● **Goal**
Rewrite the lines below, changing every "innermost" to "most central" and leaving the rest untouched.

-- Start --

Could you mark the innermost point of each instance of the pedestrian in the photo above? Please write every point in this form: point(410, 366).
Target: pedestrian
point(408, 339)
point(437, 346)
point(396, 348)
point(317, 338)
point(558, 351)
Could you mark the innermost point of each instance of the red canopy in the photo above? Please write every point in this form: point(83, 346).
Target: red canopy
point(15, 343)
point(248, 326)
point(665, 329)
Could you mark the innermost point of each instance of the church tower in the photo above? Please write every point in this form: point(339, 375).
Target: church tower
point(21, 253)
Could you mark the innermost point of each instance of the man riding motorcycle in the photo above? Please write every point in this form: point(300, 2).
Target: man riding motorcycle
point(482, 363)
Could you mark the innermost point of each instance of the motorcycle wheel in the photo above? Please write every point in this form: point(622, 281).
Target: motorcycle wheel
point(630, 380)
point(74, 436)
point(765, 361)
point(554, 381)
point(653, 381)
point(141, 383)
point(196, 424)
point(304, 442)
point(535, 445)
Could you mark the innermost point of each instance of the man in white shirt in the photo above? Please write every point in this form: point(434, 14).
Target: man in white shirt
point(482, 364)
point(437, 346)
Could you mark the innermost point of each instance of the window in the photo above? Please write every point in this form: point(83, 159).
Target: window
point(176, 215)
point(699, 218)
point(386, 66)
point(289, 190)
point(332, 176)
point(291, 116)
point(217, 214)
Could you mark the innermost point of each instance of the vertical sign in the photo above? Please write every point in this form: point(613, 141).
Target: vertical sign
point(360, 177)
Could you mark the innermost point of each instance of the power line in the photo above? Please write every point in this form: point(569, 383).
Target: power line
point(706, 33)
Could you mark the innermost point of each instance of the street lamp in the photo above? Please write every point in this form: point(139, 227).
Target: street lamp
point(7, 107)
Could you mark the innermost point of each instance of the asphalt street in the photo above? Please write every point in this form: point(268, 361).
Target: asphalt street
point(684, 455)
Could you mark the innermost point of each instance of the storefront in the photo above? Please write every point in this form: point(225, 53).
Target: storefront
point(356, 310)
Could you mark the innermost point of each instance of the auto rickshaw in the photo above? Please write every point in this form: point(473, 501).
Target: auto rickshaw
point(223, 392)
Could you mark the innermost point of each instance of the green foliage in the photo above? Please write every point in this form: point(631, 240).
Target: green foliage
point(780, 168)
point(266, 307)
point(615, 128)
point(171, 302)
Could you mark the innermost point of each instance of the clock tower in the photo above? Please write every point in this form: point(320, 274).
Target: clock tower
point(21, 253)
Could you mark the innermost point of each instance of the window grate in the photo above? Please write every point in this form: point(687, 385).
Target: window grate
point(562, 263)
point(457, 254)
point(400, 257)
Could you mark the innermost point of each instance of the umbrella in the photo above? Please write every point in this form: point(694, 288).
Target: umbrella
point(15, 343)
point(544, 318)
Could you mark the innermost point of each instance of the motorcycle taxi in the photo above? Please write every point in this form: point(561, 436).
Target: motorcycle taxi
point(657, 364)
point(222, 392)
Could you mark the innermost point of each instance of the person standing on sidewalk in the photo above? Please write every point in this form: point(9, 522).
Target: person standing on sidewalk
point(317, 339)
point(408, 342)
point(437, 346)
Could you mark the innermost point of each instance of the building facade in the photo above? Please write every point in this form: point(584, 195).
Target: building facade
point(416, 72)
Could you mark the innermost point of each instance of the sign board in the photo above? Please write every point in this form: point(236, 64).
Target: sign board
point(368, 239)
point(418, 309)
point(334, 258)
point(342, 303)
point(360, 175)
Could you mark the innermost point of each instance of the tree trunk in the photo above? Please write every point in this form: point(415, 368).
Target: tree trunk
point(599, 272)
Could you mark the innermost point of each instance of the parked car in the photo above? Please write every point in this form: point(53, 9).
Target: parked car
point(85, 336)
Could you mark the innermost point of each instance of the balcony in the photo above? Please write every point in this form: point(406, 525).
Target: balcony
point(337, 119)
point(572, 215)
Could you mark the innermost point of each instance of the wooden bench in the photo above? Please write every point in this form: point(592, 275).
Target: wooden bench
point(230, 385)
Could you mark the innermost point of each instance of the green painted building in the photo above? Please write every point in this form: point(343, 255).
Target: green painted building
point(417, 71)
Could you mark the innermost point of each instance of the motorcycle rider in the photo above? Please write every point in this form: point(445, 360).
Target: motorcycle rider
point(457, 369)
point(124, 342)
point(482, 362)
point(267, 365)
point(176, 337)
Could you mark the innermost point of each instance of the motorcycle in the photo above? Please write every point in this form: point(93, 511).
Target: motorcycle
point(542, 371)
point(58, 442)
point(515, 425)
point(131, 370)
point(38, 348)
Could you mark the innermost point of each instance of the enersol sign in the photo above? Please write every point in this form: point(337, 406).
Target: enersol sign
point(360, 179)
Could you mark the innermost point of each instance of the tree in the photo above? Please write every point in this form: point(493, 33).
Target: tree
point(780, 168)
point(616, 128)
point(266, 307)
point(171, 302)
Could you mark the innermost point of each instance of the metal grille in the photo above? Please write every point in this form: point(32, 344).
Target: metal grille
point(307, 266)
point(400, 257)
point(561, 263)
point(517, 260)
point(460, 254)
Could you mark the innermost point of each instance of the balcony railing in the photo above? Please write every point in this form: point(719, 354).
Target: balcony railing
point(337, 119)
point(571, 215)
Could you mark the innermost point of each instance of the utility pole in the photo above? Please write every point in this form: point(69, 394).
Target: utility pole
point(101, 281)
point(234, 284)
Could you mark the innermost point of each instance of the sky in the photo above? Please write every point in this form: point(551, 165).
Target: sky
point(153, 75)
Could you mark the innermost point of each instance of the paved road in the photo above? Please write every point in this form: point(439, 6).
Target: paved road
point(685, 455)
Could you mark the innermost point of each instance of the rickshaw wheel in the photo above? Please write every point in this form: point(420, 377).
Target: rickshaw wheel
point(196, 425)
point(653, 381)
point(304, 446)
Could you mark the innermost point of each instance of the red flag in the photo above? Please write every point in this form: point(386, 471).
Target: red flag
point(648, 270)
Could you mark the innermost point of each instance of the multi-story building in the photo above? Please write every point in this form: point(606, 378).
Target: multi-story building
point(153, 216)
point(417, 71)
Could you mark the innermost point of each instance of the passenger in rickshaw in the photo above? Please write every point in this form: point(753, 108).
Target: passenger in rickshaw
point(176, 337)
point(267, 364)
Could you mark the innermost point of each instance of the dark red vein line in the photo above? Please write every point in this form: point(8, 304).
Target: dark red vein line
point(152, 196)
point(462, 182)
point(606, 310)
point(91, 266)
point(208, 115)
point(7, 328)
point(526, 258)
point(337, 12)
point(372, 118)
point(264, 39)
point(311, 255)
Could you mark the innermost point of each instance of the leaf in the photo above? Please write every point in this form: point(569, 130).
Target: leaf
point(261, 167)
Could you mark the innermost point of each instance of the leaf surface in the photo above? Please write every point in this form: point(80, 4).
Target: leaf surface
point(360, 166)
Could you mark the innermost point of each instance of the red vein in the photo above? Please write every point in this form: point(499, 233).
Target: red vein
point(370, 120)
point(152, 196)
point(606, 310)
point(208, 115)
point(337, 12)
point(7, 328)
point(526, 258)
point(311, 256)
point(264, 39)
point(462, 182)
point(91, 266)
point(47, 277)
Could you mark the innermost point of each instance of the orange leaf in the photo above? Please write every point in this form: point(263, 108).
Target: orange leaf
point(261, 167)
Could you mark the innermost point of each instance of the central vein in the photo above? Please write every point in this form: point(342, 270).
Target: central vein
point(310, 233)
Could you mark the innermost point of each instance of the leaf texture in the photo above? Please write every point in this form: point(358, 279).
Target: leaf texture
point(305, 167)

-- End --

● **Reply to the task**
Could you mark the most central point of each instance of the pedestrian in the photo above? Please write every point in this form: point(410, 366).
Target: pedestrian
point(408, 339)
point(437, 346)
point(396, 348)
point(317, 338)
point(558, 351)
Could you mark the most central point of each instance of the red canopy in the photo above? Please write every point in this form: point(83, 346).
Target: red canopy
point(15, 343)
point(248, 326)
point(665, 329)
Could you mark the most central point of each instance of the church tower in the photo above? Please write every point in this form: point(339, 375).
Target: church tower
point(21, 253)
Could you mark the most central point of each instance of the man riding motorcycle in the photo above? Please write every point in this form: point(300, 2).
Target: man riding motorcycle
point(482, 363)
Could you mark the most central point of each instance of the motorcycle wheel in the photo above? Please write every point in this form: point(622, 281).
Target: motorcycle wheel
point(630, 380)
point(74, 436)
point(765, 361)
point(554, 381)
point(653, 381)
point(141, 383)
point(196, 424)
point(304, 442)
point(535, 445)
Could you mark the most central point of each instance of the man in white shirt in the photo above? Please write every point in this form: point(434, 14).
Target: man in white shirt
point(482, 364)
point(437, 346)
Could you mark the most central point of each instance of the window in the photo above? Please write every point in this form: point(83, 159).
Target: window
point(176, 215)
point(699, 218)
point(386, 66)
point(289, 190)
point(332, 176)
point(291, 116)
point(217, 214)
Could you mark the most central point of each instance of the vertical sign in the photo above? Please write every point in this form: point(613, 141).
Target: vertical sign
point(360, 177)
Could you mark the most central point of each instance of the power line in the photo above? Please write every point in this form: point(569, 383).
Target: power line
point(706, 33)
Could you mark the most central point of each instance of the street lamp in the photo above? Please write every point in this form: point(139, 227).
Target: street lamp
point(7, 107)
Could you mark the most central point of each instance of the asphalt street in the photo above? Please write every point in this form: point(268, 361).
Target: asphalt street
point(684, 455)
Could you mark the most central point of each instance of the storefront in the photo above? Please write every point in this form: point(225, 53).
Target: storefront
point(356, 310)
Could you mark the most central point of each instance of the auto rickshaw in the photo above? Please write every point in this form: point(473, 501).
Target: auto rickshaw
point(223, 392)
Could you mark the most central point of each instance of the green foliage in the photo above? Please write every point in this form: point(631, 240).
Target: green foliage
point(780, 168)
point(266, 307)
point(615, 128)
point(171, 302)
Could you mark the most central point of each instance of the clock tower in the photo above? Please write every point in this form: point(320, 274).
Target: clock tower
point(21, 253)
Could you mark the most central point of each instance of the window grate in the photo above? Please write every point in this form: point(687, 385).
Target: window grate
point(562, 263)
point(457, 254)
point(400, 257)
Could you mark the most central point of each instance of the umbrella in the photo above? Please write every point in this form: point(694, 288).
Target: umbrella
point(15, 343)
point(544, 318)
Could you mark the most central point of each instance of the motorcycle taxi in the photo above? Please write every point in this form: point(561, 436).
Target: motorcycle taxi
point(657, 364)
point(222, 392)
Could you mark the most central point of each instance of the person standing on sidewalk in the photo above? Please write every point in this form: point(9, 522).
Target: person standing on sidewalk
point(317, 339)
point(408, 342)
point(437, 346)
Could you mark the most central point of each instance of the building facade in the photo above? Please write every point in this form: point(584, 195).
Target: building facade
point(416, 72)
Could you mark the most central point of each instance of the sign board in the photo above? Please write every point in this form: point(236, 64).
Target: sign board
point(368, 239)
point(418, 309)
point(334, 258)
point(342, 303)
point(360, 175)
Could you mark the most central point of each instance of the tree trunk in the photo above? Please write every point in this form: point(415, 368).
Target: tree trunk
point(599, 272)
Could you mark the most central point of each instance of the parked car in the photo above? Please write every point in this form: point(53, 9).
Target: parked car
point(85, 336)
Could you mark the most central point of each instance of the balcony in the photo above? Please write every point in this form: point(406, 525).
Target: balcony
point(337, 119)
point(572, 215)
Could you mark the most central point of each instance of the wooden bench in the photo above? Please write every point in this form: point(592, 275).
Target: wooden bench
point(230, 385)
Could you mark the most central point of each instance of the green painted building in the photo above? Please write every point in this form: point(343, 255).
Target: green painted building
point(417, 71)
Could you mark the most central point of each instance of the motorcycle rider in the photo above? Please write every point in this form: point(445, 360).
Target: motorcycle rider
point(457, 369)
point(124, 342)
point(482, 362)
point(267, 365)
point(176, 337)
Could you mark the most central point of each instance of the motorcycle in the photo above? Please write every point in this form: point(93, 511).
Target: motorcycle
point(542, 371)
point(58, 442)
point(515, 425)
point(131, 370)
point(38, 348)
Could you mark the most central point of each instance of the enersol sign in the photo above? Please write every point in this form: point(337, 406).
Target: enersol sign
point(360, 179)
Could you mark the most central point of each instance of the tree in the photo above? Please write every point in this form: point(493, 33).
Target: tree
point(780, 168)
point(616, 128)
point(266, 307)
point(171, 302)
Could you mark the most central point of each instance of the metal grille in the photo above? Please write every point in this form: point(32, 344).
Target: metal grille
point(307, 266)
point(400, 257)
point(561, 263)
point(517, 260)
point(460, 254)
Could you mark the most central point of each instance of the balcony railing in the photo above? Please write every point in this form: point(719, 354).
Target: balcony railing
point(337, 119)
point(571, 215)
Could you mark the most central point of each instance of the utility pole in the photo above? Please write every point in this form: point(69, 394).
Target: utility pole
point(101, 281)
point(234, 284)
Could you mark the most central point of each instance of the sky in the photo above? Please write every point in this form: point(551, 165).
Target: sky
point(153, 75)
Could you mark the most central point of each instance of the paved road in the photo above? Please write every point in this form: point(439, 6).
Target: paved road
point(685, 455)
Could you mark the most central point of each instance of the rickshaw wheel in the photo above? Please write every point in this form: point(420, 377).
Target: rickshaw wheel
point(196, 425)
point(653, 381)
point(304, 446)
Could you mark the most central point of each instance of the red flag in the photo above? Please write every point in this form: point(386, 471).
Target: red flag
point(648, 270)
Could you mark the most central point of each instance of the multi-story building in the photo above? Please write every point in this form: point(606, 378).
Target: multi-story building
point(153, 216)
point(417, 71)
Could you mark the most central point of each instance of the passenger in rickshaw in the photo above? Please write every point in this form: point(753, 108).
Target: passenger in rickshaw
point(176, 337)
point(267, 364)
Could you mark the most central point of each instance of the dark red vein line in the photo above? Please write every point in this form: point(8, 304).
Target: dark red vein line
point(152, 196)
point(462, 182)
point(606, 310)
point(91, 266)
point(208, 115)
point(7, 328)
point(526, 258)
point(337, 12)
point(372, 118)
point(264, 39)
point(311, 255)
Could you mark the most central point of each instance of the leaf in the photo above? Please write every point in this form: point(569, 130).
Target: leaf
point(261, 167)
Could you mark the most central point of each instance of the leaf surface in the photo above? Please write every point in this form: point(80, 4).
Target: leaf surface
point(360, 166)
Could you mark the most central point of each instance of the red vein in the photo above? Please write every point in this form: point(499, 233).
Target: red vein
point(370, 120)
point(152, 196)
point(606, 310)
point(208, 115)
point(337, 12)
point(7, 328)
point(526, 258)
point(311, 256)
point(264, 39)
point(462, 182)
point(91, 266)
point(47, 277)
Could you mark the most central point of each instance of the orange leaf in the photo above? Please write every point in this form: point(263, 108).
Target: orange leaf
point(261, 167)
Could you mark the most central point of each instance of the central vein in the photo above? Please write every point in this form: point(342, 270).
Target: central vein
point(310, 233)
Could you mark the most central point of each instance of the leaf texture in the photo above? Please write every point in this form: point(358, 279).
Target: leaf texture
point(305, 167)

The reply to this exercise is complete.